Turn every one of the rows below into a Markdown table with two columns, "No." for a running number and "Line" for the text. Leave out any blank lines.

(Saved data entries)
──────────────────────────────
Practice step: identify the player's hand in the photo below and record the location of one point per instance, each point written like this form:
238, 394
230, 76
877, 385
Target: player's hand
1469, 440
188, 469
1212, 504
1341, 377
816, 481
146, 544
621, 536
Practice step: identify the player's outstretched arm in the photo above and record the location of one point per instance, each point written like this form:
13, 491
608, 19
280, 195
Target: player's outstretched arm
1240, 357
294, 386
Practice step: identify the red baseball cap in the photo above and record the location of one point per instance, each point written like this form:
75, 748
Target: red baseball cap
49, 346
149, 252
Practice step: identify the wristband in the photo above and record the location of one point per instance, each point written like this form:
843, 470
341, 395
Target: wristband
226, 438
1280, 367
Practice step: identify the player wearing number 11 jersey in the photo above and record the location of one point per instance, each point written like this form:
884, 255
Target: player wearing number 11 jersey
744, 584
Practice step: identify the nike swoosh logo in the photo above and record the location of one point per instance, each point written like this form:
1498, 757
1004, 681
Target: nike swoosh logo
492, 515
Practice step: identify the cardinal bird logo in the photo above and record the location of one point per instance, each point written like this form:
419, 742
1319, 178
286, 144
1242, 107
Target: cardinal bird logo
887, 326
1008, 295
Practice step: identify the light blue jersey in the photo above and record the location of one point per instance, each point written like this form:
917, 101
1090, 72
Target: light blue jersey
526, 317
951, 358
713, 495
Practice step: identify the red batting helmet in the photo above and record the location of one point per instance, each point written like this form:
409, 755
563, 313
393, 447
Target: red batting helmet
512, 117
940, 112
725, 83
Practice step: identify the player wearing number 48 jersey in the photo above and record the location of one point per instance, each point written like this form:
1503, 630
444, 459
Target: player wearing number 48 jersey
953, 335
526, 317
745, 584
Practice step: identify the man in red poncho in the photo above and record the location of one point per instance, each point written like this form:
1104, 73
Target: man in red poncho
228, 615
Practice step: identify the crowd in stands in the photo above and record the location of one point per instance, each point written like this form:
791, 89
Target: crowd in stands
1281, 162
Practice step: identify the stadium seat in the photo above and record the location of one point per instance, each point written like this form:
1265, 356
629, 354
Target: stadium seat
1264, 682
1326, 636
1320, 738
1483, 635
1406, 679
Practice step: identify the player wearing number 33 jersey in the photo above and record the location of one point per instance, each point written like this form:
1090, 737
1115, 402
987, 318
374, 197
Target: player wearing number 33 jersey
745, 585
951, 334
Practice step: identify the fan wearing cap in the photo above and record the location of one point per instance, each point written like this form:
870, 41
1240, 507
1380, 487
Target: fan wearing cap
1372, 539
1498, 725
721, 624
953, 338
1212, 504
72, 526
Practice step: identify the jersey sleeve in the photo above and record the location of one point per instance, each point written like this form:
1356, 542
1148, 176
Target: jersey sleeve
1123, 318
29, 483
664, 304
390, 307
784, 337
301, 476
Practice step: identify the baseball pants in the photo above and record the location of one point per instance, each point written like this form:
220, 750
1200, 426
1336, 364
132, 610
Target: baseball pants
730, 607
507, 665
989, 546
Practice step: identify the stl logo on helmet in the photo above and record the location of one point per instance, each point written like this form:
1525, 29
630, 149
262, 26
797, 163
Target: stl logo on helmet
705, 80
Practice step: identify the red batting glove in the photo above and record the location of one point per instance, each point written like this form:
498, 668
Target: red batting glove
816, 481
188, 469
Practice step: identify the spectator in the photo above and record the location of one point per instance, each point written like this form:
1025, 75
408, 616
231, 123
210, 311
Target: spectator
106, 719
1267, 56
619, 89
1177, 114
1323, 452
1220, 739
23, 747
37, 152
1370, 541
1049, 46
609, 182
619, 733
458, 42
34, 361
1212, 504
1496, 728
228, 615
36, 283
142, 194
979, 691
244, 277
──────────────────────────────
### Output for this exercise
| No. | Line |
|---|---|
| 1 | Practice step: identify the player's hand in the photo below and record the location of one point per instance, each point written like this form: |
| 2 | 238, 394 |
| 3 | 230, 76 |
| 4 | 877, 385 |
| 5 | Target: player's hand |
| 6 | 1469, 440 |
| 7 | 188, 469 |
| 8 | 1212, 504 |
| 9 | 1341, 377 |
| 10 | 816, 481 |
| 11 | 146, 544 |
| 12 | 621, 536 |
| 13 | Practice step: identify the player's outstretched arm in the photo above and record the location of one point per instance, each point written like this form: |
| 14 | 13, 491 |
| 15 | 608, 19 |
| 16 | 280, 195 |
| 17 | Target: player's outstretched arm |
| 18 | 1240, 357 |
| 19 | 294, 386 |
| 20 | Practice step: identify the red baseball cap in the photo above and record the location of one point per instance, each point written like this form: |
| 21 | 75, 748 |
| 22 | Target: red baseball cap |
| 23 | 49, 346 |
| 24 | 149, 252 |
| 25 | Practice step: identify the wristband in the photo above and record the location of one point per instance, each point written like this form: |
| 26 | 843, 470 |
| 27 | 341, 395 |
| 28 | Target: wristband |
| 29 | 226, 438 |
| 30 | 1280, 367 |
| 31 | Practice step: identify the player wearing number 11 jersey in the photo above and record the location of one point per instance, each point written like this form: |
| 32 | 884, 255 |
| 33 | Target: player wearing number 11 jersey |
| 34 | 744, 584 |
| 35 | Practice step: identify the nike swoosh logo in the photo above and record the location of one point per instance, each point written like this form: |
| 36 | 1498, 757 |
| 37 | 1004, 681 |
| 38 | Target: nike swoosh logo |
| 39 | 492, 515 |
| 40 | Practice step: identify the cardinal bird logo in the photo above and record the location of one point per instance, each point written like this form: |
| 41 | 419, 742 |
| 42 | 1319, 178 |
| 43 | 286, 144 |
| 44 | 1242, 107 |
| 45 | Target: cardinal bird logo |
| 46 | 887, 326 |
| 47 | 1008, 295 |
| 48 | Practice step: identify the light blue jersey in the photo above and record the location of one point per instance, each point written like this form: |
| 49 | 917, 101 |
| 50 | 1090, 72 |
| 51 | Target: light blue jersey |
| 52 | 526, 317 |
| 53 | 951, 358 |
| 54 | 713, 495 |
| 55 | Practice step: identify the red batting helmet in the photo above and record the location of one point per instance, each point written like this form: |
| 56 | 409, 755 |
| 57 | 563, 313 |
| 58 | 393, 447 |
| 59 | Target: red batting helmet |
| 60 | 512, 117 |
| 61 | 940, 112 |
| 62 | 725, 83 |
| 63 | Practice step: identify the player wearing number 48 jersey in the photo above and record the location of one point per instance, each point written like this form: |
| 64 | 1503, 630 |
| 65 | 444, 459 |
| 66 | Target: player wearing number 48 jersey |
| 67 | 953, 335 |
| 68 | 526, 317 |
| 69 | 745, 584 |
| 70 | Practice step: identify the man in red poncho in the photo above and record the location of one point per instance, each point written like this form: |
| 71 | 1104, 73 |
| 72 | Target: man in red poncho |
| 73 | 228, 615 |
| 74 | Practice step: identify the crowd in stands in the photo above and record the location of one point per instance, each point written like this form: |
| 75 | 791, 89 |
| 76 | Target: crowd in stands |
| 77 | 1281, 162 |
| 78 | Practice step: identify the stadium seat in the photo above and record the location of one point per instance, each point written like this form: |
| 79 | 1265, 356 |
| 80 | 629, 354 |
| 81 | Target: stadium seat |
| 82 | 1264, 682 |
| 83 | 1326, 636 |
| 84 | 1320, 738 |
| 85 | 1483, 635 |
| 86 | 1406, 679 |
| 87 | Practice step: identify the player wearing number 33 jersey in the photo above and record the location of one point per instance, each point written like this form: |
| 88 | 1090, 737 |
| 89 | 1115, 402 |
| 90 | 987, 318 |
| 91 | 374, 197 |
| 92 | Target: player wearing number 33 jersey |
| 93 | 745, 585 |
| 94 | 951, 334 |
| 95 | Practice step: identify the fan wearing cap in the photo above and record the location of one point per instance, each point written like this form: |
| 96 | 870, 41 |
| 97 | 1240, 507 |
| 98 | 1380, 487 |
| 99 | Target: fan wearing cap |
| 100 | 1372, 539 |
| 101 | 1498, 725 |
| 102 | 721, 624 |
| 103 | 953, 338 |
| 104 | 1212, 504 |
| 105 | 72, 526 |
| 106 | Practice step: identify the jersey sleeve in the photo above and record the location of one point per instance, each point written like this form: |
| 107 | 1356, 542 |
| 108 | 1148, 176 |
| 109 | Target: jersey sleeve |
| 110 | 1123, 318 |
| 111 | 29, 483 |
| 112 | 664, 304 |
| 113 | 390, 307 |
| 114 | 784, 337 |
| 115 | 301, 476 |
| 116 | Practice step: identify the baseball pants in the photo above and record the location of one point per instance, each point written like this form: |
| 117 | 220, 750 |
| 118 | 1200, 426 |
| 119 | 1336, 364 |
| 120 | 132, 610 |
| 121 | Target: baseball pants |
| 122 | 730, 607 |
| 123 | 507, 665 |
| 124 | 989, 546 |
| 125 | Practice step: identify the stl logo on helmet in the photo above and record the location of one point per instance, each point written like this form: |
| 126 | 1525, 29 |
| 127 | 630, 149 |
| 128 | 262, 26 |
| 129 | 797, 163 |
| 130 | Target: stl logo on helmet |
| 131 | 705, 80 |
| 132 | Practice step: identify the red batting glove in the photo above and record the location of one point per instance, each point written like this form: |
| 133 | 498, 668 |
| 134 | Target: red batting glove |
| 135 | 816, 481 |
| 136 | 188, 469 |
| 137 | Practice step: identify the spectator in the photo above and record the location of one point per instance, each point written like this form: |
| 138 | 1025, 75 |
| 139 | 408, 616 |
| 140 | 231, 123 |
| 141 | 210, 311 |
| 142 | Target: spectator |
| 143 | 106, 719 |
| 144 | 1267, 56 |
| 145 | 619, 89 |
| 146 | 1177, 114 |
| 147 | 1323, 452 |
| 148 | 1220, 739 |
| 149 | 23, 747 |
| 150 | 37, 152 |
| 151 | 1370, 541 |
| 152 | 1049, 46 |
| 153 | 609, 182 |
| 154 | 619, 733 |
| 155 | 458, 42 |
| 156 | 34, 361 |
| 157 | 1212, 504 |
| 158 | 1496, 728 |
| 159 | 228, 615 |
| 160 | 36, 283 |
| 161 | 142, 194 |
| 162 | 979, 691 |
| 163 | 244, 277 |